[[ Material shown open ]]
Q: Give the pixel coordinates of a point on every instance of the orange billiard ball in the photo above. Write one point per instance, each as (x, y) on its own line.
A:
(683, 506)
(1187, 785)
[[ Material shown closed ]]
[[ Material shown open ]]
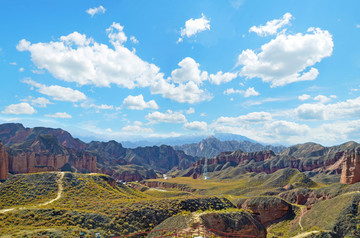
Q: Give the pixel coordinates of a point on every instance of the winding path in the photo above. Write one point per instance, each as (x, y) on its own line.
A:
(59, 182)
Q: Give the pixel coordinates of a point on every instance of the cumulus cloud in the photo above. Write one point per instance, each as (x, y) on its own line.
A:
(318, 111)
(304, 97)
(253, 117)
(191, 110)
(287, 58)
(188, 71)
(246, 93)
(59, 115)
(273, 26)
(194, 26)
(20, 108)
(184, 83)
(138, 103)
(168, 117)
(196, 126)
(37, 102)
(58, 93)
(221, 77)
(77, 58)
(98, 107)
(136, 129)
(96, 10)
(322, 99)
[[ Material shown closed ]]
#### Problem description
Retype exactly the span of lines from the one with "of the winding" through the one with "of the cumulus"; include both ends and omit the rest of the material.

#### Exercise solution
Q: Give the pixel coordinates of a point on every instance of the winding path in the photo above. Write one point per instance, each as (x, y) on its own line.
A:
(59, 182)
Q: Give the pixel coordinates of a point on every instance of the cumulus cloud in the photo above. Write one point per instance, each as (x, y) on its own line.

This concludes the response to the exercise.